··· 提示文

昨日は横浜から星川まで歩いた。
途中歩きながら聴いたマルティヌーの曲は、
コンチェルト・グロッソと3つのリチェルカーレである。
そろそろ話題を管弦楽曲の東欧編に戻ろうと思うので、
マルティヌー特集の最後は管弦楽曲にしておく。
まず、コンチェルト・グロッソについてとりあげる。
この曲は1937年に作曲されパリで完成したが、
初演されたのはその3年後の1940年であった。
第一楽章アレグロ・マ・ノン・トロッポは軽快な音楽で、
弦楽器とピアノと管楽器のおりなす音楽は、
徐々に変化していきながら、その音色を変えながら、
マルティヌー独特の世界を作りだす。
コンチェルト的な最初の主題は最後にまた登場する。
第二楽章アダージョは、哀歌である。
バルトークを思わせる部分もあるが、
深刻な感じで、第一楽章とは対照的だ。
第三楽章のアレグレットは再び第一楽章のような曲想に戻り、
最初ピアノの技巧が目立つ部分がいつくかで出てくる。
徐々に音が上昇していくマルティヌーらしい展開の中、
管楽器などの活躍する場面もあり、
コンチェルト的なこの曲の特質を感じさせる。
3つのリチェルカーレは1938年に書かれた作品である。
第一楽章アレグロ・ポコは、軽快な曲で、
木管と弦楽器のかけあいの中で、音楽が展開していく。
ピアノと金管も登場し、コンチェルト・グロッソのようであるが、
それ以上により各楽器の個々の奏者の技が競われ、おもしろい。
古典主義的な音楽であるが、
第ニ楽章ラルゴは最初に登場するフルートの旋律が魅力的だ。

······

* 課題
提示文の「コンチェルト的な最初の主題は最後にまた登場する。」から「それ以上により各楽器の個々の奏者の技が競われ、おもしろい。」までを通して書き出し、その中の「哀歌」を「悲歌」に置き換えること。

··· 保存データ

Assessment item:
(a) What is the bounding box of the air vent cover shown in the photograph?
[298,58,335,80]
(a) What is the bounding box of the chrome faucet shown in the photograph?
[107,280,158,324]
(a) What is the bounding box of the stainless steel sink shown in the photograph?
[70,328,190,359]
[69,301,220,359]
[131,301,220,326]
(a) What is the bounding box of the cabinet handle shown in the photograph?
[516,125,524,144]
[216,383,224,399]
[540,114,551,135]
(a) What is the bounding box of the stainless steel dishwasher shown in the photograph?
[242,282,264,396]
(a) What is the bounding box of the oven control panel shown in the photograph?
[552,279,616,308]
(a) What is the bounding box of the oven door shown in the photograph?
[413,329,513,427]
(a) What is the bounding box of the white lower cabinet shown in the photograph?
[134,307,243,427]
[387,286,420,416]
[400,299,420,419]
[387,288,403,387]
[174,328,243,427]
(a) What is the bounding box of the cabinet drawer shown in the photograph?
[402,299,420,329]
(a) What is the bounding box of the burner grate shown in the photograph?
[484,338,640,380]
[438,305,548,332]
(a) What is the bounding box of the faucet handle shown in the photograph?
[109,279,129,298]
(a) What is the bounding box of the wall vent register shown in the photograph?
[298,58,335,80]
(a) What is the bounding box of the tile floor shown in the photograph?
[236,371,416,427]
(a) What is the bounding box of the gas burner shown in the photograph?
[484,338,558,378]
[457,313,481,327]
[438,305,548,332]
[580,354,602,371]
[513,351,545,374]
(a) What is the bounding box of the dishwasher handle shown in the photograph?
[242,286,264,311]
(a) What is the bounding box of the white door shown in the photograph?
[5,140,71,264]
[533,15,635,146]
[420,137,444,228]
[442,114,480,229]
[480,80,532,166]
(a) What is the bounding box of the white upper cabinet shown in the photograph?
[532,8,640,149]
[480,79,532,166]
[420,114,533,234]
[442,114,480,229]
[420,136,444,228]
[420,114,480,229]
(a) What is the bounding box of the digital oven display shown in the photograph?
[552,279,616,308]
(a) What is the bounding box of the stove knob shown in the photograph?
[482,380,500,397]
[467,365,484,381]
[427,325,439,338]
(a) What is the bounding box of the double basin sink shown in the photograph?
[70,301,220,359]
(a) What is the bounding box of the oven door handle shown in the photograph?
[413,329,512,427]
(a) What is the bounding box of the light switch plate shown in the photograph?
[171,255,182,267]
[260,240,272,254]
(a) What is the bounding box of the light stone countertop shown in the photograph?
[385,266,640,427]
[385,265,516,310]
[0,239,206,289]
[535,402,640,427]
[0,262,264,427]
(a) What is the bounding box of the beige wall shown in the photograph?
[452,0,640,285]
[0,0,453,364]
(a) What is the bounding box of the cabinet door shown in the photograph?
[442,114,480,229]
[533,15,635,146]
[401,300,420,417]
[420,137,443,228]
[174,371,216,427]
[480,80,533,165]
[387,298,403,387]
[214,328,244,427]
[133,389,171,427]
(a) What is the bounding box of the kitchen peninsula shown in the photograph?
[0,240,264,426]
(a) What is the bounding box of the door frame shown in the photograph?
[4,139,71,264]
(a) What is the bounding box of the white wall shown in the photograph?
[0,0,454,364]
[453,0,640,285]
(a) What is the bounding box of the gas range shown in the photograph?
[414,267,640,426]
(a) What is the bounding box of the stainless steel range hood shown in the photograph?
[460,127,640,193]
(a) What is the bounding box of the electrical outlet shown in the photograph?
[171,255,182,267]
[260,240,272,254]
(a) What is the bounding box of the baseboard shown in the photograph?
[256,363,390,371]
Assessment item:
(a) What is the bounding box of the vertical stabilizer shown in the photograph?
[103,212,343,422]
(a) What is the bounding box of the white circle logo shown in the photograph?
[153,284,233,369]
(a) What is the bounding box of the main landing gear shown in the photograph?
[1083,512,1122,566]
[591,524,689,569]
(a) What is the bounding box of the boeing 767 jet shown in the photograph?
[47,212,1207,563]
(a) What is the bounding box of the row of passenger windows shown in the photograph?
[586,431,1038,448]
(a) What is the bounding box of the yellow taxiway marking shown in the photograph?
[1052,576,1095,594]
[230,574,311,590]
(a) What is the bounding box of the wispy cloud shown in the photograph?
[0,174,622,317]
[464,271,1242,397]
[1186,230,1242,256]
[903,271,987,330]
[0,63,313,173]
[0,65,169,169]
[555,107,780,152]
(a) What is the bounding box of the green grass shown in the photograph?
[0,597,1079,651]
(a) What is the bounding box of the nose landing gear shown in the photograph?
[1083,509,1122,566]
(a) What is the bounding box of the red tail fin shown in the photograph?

······

* 解答
コンチェルト的な最初の主題は最後にまた登場する。
第二楽章アダージョは、悲歌である。
バルトークを思わせる部分もあるが、
深刻な感じで、第一楽章とは対照的だ。
第三楽章のアレグレットは再び第一楽章のような曲想に戻り、
最初ピアノの技巧が目立つ部分がいつくかで出てくる。
徐々に音が上昇していくマルティヌーらしい展開の中、
管楽器などの活躍する場面もあり、
コンチェルト的なこの曲の特質を感じさせる。
3つのリチェルカーレは1938年に書かれた作品である。
第一楽章アレグロ・ポコは、軽快な曲で、
木管と弦楽器のかけあいの中で、音楽が展開していく。
ピアノと金管も登場し、コンチェルト・グロッソのようであるが、
それ以上により各楽器の個々の奏者の技が競われ、おもしろい。